**Tugas yang Dikerjakan**
- A) Tentukan apakah tiap pernyataan di bawah ini sesuai dengan kutipan tentang penciptaan. Jawab ya atau tidak, disertai kata-kata penentu dari kutipan yang dikutip persis.
(i) Pada hari pertama ALLAH memisahkan terang dari gelap.
(ii) Matahari dijadikan untuk menguasai malam.
(iii) Binatang ternak dijadikan pada hari ketiga.
- B) Jawab pertanyaan berikut berdasarkan kutipan tentang penciptaan.
(i) Cakrawala dinamai apa?
(ii) Hari kedua sejajar dengan hari keberapa?
(iii) Pada ayat berapa kesejajaran antara hari ketiga dan hari keenam dapat dibaca?
- C) Perbarui bagian kutipan tentang penciptaan yang dimulai dengan "macam pemisahan, dan" dan berlanjut sampai "lebih kecil (bulan)". Ganti "siang" dengan "hari terang".

**Kutipan Dokumen**

━━━━━━━━━━━━━━━━━━━━━━━━━━━━━━

Apabila dunia diibaratkan sebagai pentas tempat manusia dan semua makhluk ada
dan berlakon,
masing-masing dengan caranya, maka pada tiga (3) hari pertama ALLAH menjadikan pentas dan dekorasinya yang kelak
bermanfaat dan menunjang manusia dan semua makhluk hidup yang berlakon di
atasnya. Dan pada tiga (3) hari kedua barulah ALLAH
menjadikan para pelaku
(makhluk-makhluk hidup dan manusia) yang akan menghuni dan berlakon di pentas
kehidupan yang telah dibuat oleh ALLAH. Di samping itu, dalam penciptaan ada tiga (3)
macam pemisahan, dan tiga (3) macam penguasa,
yang dapat diuraikan sebagai berikut.
Pada
hari pertama, ALLAH memisahkan terang dari
gelap. Terang itu dinamai siang, dan gelap itu malam (1:4), sejajar
dan saling isi-mengisi dan jalin-menjalin dengan hari keempat, ALLAH menjadikan benda penerang yang besar (matahari) untuk menguasai siang, dan benda penerang yang lebih kecil (bulan)
untuk menguasai malam, dan juga bintang-bintang pada cakrawala (1:14-18).
Pada
hari kedua, ALLAH memisahkan air yang ada di bawah
cakrawala dari air yang ada di atasnya, dan cakrawala itu dinamai langit (1:7),
sejajar
dan saling isi-mengisi dan jalin-menjalin dengan hari kelima, ALLAH menjadikan makhluk yang hidup berkeriapan
dalam air, burung beterbangan di atas bumi melintasi cakrawala,
binatang-binatang laut yang besar, segala makhluk hidup yang bergerak
(1:20-21).
Pada
hari ketiga, ALLAH memisahkan darat yang
kering dari air (laut) lalu menjadikan tumbuh-tumbuhan yang berbiji,
pohon-pohon yang menghasilkan buah (1:9-12), sejajar dan saling isi-mengisi
dan jalin-menjalin dengan hari keenam, ALLAH menjadikan binatang
ternak dan binatang liar dan segala jenis binatang melata di muka bumi, setelah
itu ALLAH
menjadikan manusia (laki-laki dan perempuan) untuk menguasai bumi, dan semua
makhluk lain yang hidup (1:24-27). Kesejajaran dan saling isi-mengisi
serta jalin-menjalin antara penciptaan pada hari ketiga dan hari keenam dapat
dibaca pada ayat 29-30.

━━━━━━━━━━━━━━━━━━━━━━━━━━━━━━

**Data untuk Analisis**
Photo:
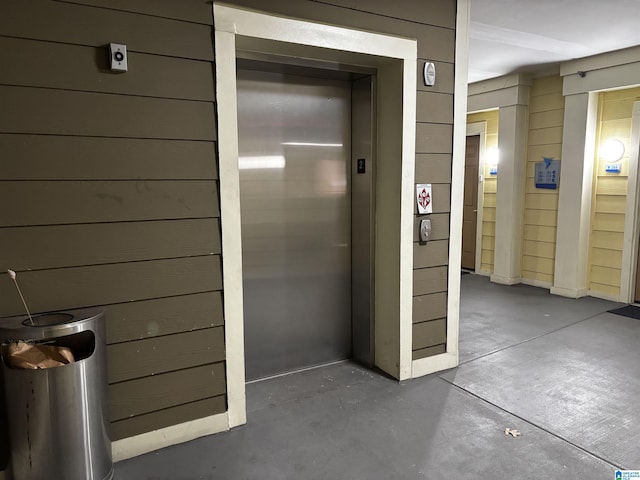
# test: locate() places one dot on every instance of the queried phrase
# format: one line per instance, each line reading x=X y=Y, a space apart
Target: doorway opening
x=307 y=174
x=470 y=210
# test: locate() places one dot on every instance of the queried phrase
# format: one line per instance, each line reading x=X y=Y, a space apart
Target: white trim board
x=165 y=437
x=631 y=221
x=395 y=60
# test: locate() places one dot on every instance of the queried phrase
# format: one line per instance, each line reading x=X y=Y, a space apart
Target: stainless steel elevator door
x=294 y=152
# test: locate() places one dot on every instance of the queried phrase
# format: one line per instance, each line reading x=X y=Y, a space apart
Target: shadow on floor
x=562 y=372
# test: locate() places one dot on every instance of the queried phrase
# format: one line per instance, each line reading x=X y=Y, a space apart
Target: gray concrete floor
x=563 y=372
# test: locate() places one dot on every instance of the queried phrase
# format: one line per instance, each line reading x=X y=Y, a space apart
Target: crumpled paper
x=33 y=356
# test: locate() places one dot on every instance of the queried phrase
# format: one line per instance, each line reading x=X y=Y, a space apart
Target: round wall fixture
x=612 y=150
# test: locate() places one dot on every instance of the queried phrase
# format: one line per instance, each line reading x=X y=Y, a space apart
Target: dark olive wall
x=109 y=192
x=109 y=186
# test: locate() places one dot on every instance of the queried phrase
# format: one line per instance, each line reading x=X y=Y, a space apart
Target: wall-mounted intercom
x=425 y=230
x=118 y=57
x=429 y=74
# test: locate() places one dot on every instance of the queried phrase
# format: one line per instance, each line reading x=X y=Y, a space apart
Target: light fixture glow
x=612 y=150
x=307 y=144
x=493 y=156
x=261 y=162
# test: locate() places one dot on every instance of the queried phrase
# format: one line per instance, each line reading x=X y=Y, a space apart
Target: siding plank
x=611 y=186
x=106 y=201
x=545 y=136
x=431 y=12
x=167 y=417
x=538 y=264
x=429 y=280
x=153 y=356
x=163 y=316
x=46 y=157
x=429 y=307
x=544 y=103
x=539 y=233
x=434 y=138
x=434 y=107
x=188 y=10
x=38 y=248
x=150 y=394
x=539 y=249
x=602 y=257
x=77 y=287
x=551 y=118
x=38 y=64
x=608 y=240
x=433 y=168
x=61 y=112
x=434 y=254
x=429 y=352
x=83 y=25
x=605 y=275
x=428 y=334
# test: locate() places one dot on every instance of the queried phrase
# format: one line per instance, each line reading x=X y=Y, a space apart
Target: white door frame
x=395 y=60
x=479 y=128
x=632 y=214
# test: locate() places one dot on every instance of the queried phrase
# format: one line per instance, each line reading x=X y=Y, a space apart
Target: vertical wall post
x=574 y=201
x=512 y=144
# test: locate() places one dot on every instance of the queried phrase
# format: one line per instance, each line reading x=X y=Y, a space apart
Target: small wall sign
x=424 y=198
x=548 y=173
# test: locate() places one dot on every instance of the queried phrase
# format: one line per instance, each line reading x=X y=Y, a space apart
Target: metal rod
x=12 y=275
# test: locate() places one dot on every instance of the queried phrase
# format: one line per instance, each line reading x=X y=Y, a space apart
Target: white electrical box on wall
x=424 y=198
x=429 y=74
x=118 y=57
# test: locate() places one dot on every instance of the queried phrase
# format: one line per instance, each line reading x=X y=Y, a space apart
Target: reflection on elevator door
x=294 y=149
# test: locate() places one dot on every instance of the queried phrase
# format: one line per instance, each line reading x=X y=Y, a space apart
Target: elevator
x=306 y=168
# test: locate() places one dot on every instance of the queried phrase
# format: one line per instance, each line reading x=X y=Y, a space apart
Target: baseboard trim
x=505 y=280
x=569 y=292
x=436 y=363
x=165 y=437
x=536 y=283
x=605 y=296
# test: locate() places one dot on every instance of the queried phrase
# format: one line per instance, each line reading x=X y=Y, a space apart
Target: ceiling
x=509 y=36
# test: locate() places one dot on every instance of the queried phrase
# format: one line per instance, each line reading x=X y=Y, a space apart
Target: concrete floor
x=563 y=372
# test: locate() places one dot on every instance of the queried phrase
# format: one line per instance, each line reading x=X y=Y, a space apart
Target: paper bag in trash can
x=34 y=356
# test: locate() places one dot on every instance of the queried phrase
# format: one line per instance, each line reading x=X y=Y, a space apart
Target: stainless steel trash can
x=59 y=417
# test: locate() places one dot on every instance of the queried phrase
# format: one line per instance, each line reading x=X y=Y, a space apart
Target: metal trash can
x=59 y=417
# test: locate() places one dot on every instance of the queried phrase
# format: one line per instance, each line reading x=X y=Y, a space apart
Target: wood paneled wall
x=109 y=192
x=546 y=118
x=609 y=201
x=109 y=188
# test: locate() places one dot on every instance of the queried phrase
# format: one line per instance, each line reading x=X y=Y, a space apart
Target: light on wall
x=612 y=150
x=493 y=156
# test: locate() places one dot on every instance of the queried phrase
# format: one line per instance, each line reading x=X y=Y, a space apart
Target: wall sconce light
x=492 y=156
x=612 y=150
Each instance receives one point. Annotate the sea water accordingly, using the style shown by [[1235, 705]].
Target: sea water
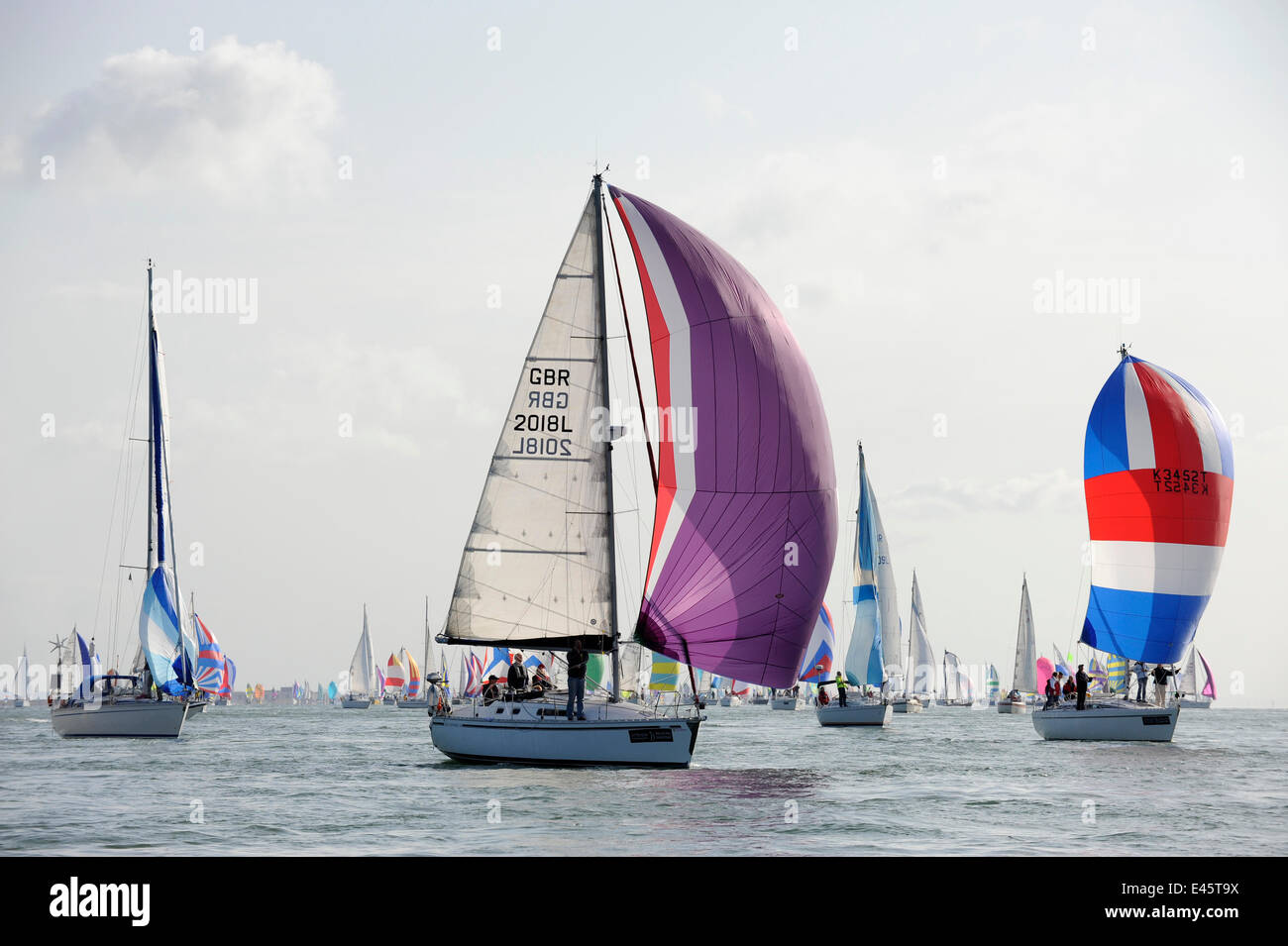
[[321, 781]]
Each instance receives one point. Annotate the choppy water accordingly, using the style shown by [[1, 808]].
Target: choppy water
[[330, 782]]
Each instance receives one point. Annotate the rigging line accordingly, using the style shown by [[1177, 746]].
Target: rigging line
[[630, 344]]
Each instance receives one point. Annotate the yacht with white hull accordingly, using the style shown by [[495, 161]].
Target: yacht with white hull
[[1024, 680], [539, 571], [1158, 475], [861, 710]]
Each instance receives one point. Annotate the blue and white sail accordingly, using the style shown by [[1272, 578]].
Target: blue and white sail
[[875, 641], [163, 628]]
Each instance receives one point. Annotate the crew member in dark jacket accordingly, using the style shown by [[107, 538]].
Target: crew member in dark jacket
[[578, 662], [1083, 680], [518, 676]]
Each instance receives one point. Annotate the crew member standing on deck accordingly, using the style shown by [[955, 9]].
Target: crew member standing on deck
[[1082, 686], [578, 662]]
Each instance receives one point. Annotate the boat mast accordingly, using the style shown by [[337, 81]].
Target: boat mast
[[608, 446], [153, 361]]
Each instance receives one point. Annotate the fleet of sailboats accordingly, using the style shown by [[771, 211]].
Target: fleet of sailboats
[[717, 618]]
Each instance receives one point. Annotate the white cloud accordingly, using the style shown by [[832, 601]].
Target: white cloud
[[1035, 491], [235, 120]]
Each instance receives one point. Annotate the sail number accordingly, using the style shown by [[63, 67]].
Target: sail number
[[1181, 481], [553, 403]]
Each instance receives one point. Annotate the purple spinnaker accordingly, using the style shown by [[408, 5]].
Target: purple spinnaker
[[746, 523]]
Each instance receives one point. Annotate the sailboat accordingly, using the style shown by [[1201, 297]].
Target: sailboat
[[429, 674], [919, 690], [1158, 469], [875, 640], [21, 681], [957, 686], [1188, 683], [123, 704], [1024, 679], [745, 517], [816, 666], [364, 690]]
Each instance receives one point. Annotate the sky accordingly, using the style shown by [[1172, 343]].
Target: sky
[[398, 187]]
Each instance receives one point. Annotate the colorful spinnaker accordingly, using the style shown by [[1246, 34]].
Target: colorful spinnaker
[[819, 653], [1116, 670], [394, 675], [412, 675], [1158, 469], [745, 528], [230, 679], [210, 661]]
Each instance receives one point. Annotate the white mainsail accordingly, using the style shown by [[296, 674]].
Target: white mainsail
[[1025, 678], [362, 668], [1189, 680], [921, 658], [537, 563]]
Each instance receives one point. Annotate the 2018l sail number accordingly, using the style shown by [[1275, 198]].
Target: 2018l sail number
[[1181, 481], [545, 422]]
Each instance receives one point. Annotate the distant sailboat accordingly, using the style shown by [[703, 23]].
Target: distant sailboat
[[1024, 679], [123, 704], [1159, 478], [875, 617], [1188, 683], [22, 681], [919, 690], [540, 571], [364, 688]]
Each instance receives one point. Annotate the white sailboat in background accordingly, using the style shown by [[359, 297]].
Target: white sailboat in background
[[123, 704], [22, 681], [1158, 470], [1024, 680], [362, 672], [957, 686], [876, 614], [1188, 683], [919, 691], [540, 569]]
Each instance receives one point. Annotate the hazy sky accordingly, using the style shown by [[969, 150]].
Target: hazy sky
[[400, 184]]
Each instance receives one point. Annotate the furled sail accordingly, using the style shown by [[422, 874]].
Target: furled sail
[[745, 528], [535, 571], [1158, 472], [1025, 676], [665, 676], [921, 661]]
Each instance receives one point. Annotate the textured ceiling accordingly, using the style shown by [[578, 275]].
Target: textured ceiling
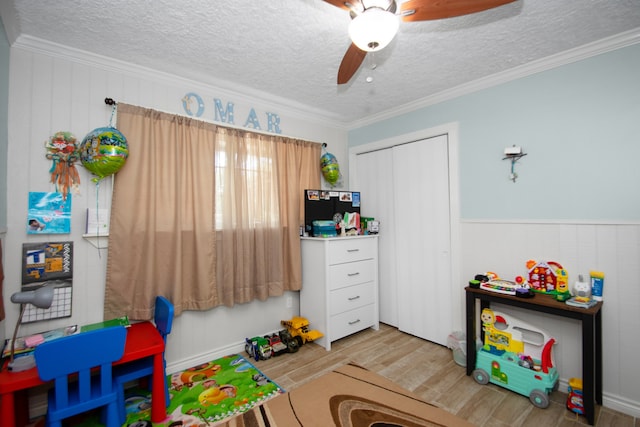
[[291, 49]]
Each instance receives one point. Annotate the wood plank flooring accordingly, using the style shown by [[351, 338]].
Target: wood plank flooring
[[428, 370]]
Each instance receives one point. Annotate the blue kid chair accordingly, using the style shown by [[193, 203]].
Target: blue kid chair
[[61, 359], [163, 318]]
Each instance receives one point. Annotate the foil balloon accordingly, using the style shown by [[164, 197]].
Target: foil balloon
[[104, 152], [330, 168]]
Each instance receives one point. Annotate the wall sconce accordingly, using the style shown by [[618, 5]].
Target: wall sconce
[[513, 154], [41, 298]]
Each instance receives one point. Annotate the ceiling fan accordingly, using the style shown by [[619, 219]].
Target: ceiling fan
[[375, 23]]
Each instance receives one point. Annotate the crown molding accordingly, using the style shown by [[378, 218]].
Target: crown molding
[[304, 112], [589, 50], [222, 88]]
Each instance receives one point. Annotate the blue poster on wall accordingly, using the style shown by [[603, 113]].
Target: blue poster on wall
[[49, 213]]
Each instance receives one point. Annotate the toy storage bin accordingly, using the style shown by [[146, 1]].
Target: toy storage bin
[[457, 342]]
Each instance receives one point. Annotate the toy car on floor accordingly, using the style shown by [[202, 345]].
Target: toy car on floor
[[298, 327], [258, 348], [516, 356]]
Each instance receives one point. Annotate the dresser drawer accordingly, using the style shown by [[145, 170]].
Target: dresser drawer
[[351, 249], [349, 322], [351, 297], [352, 273]]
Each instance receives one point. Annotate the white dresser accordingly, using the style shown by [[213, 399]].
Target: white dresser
[[339, 293]]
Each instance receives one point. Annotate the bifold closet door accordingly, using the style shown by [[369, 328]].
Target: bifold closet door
[[422, 238], [375, 182]]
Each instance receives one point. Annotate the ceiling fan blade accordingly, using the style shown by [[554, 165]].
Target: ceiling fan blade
[[425, 10], [350, 63], [341, 4]]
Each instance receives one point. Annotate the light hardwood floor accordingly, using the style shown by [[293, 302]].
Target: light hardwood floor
[[428, 370]]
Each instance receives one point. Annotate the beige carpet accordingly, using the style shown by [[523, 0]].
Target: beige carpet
[[347, 396]]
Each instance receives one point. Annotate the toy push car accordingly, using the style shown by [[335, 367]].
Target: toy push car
[[510, 371]]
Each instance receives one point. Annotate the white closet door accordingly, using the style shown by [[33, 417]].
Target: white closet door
[[422, 234], [375, 182]]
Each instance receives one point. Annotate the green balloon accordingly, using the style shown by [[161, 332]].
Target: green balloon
[[104, 151]]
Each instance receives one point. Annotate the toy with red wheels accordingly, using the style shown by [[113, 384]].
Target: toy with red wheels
[[513, 372]]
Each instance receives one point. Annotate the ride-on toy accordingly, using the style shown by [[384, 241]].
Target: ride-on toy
[[511, 358]]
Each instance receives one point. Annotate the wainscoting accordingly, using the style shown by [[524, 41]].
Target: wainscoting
[[614, 248]]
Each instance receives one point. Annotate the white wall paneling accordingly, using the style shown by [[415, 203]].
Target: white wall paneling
[[54, 89], [504, 247]]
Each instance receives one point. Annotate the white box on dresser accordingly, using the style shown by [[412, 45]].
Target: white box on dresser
[[339, 293]]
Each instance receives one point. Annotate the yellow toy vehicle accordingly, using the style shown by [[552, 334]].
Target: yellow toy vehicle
[[298, 328]]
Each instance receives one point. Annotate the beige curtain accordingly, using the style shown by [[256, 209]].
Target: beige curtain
[[204, 215]]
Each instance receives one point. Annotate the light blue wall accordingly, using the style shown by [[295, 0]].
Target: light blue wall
[[4, 113], [579, 125]]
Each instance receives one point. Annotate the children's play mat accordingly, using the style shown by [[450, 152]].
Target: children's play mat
[[206, 394]]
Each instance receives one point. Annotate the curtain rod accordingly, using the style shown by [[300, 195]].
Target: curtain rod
[[111, 101]]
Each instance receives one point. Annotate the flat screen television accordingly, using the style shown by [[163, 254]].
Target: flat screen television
[[325, 204]]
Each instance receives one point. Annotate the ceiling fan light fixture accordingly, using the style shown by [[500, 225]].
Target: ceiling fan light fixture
[[373, 29]]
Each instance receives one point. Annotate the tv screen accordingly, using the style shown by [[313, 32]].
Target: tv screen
[[325, 204]]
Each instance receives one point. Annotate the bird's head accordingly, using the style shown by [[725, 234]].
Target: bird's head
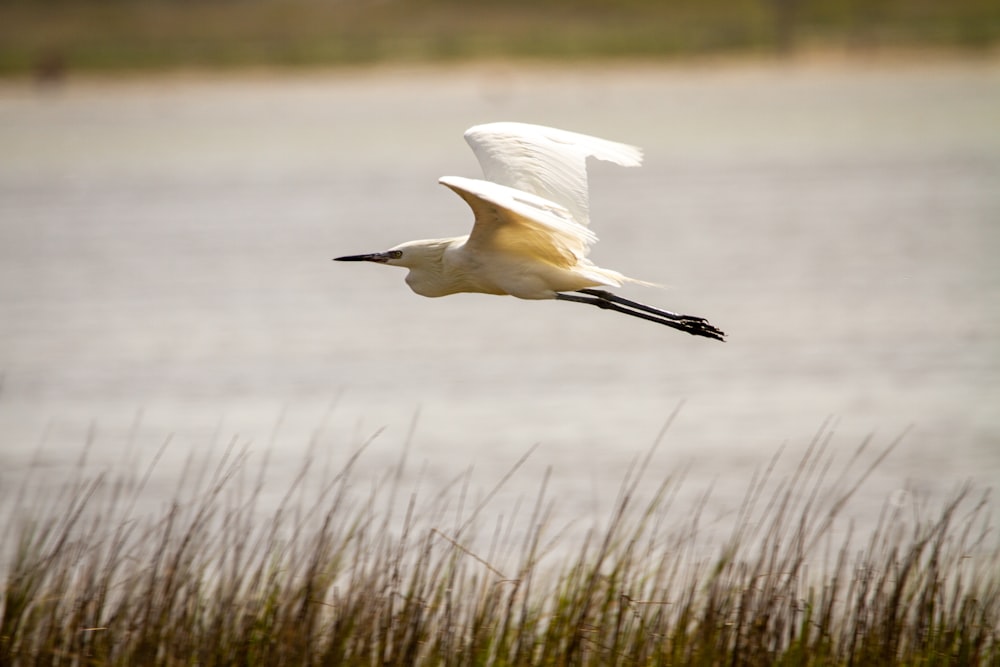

━━━━━━━━━━━━━━━━━━━━━━━━━━━━━━

**Hasil Tiap Tugas**
- A)
(i) Ya: "Pada hari pertama, ALLAH memisahkan terang dari gelap."
(ii) Tidak: "benda penerang yang lebih kecil (bulan) untuk menguasai malam"
(iii) Tidak: "hari keenam, ALLAH menjadikan binatang ternak"

- B)
(i) Langit.
(ii) Hari kelima.
(iii) Ayat 29-30.

- C)
macam pemisahan, dan tiga (3) macam penguasa,
yang dapat diuraikan sebagai berikut.
Pada
hari pertama, ALLAH memisahkan terang dari
gelap. Terang itu dinamai hari terang, dan gelap itu malam (1:4), sejajar
dan saling isi-mengisi dan jalin-menjalin dengan hari keempat, ALLAH menjadikan benda penerang yang besar (matahari) untuk menguasai hari terang, dan benda penerang yang lebih kecil (bulan)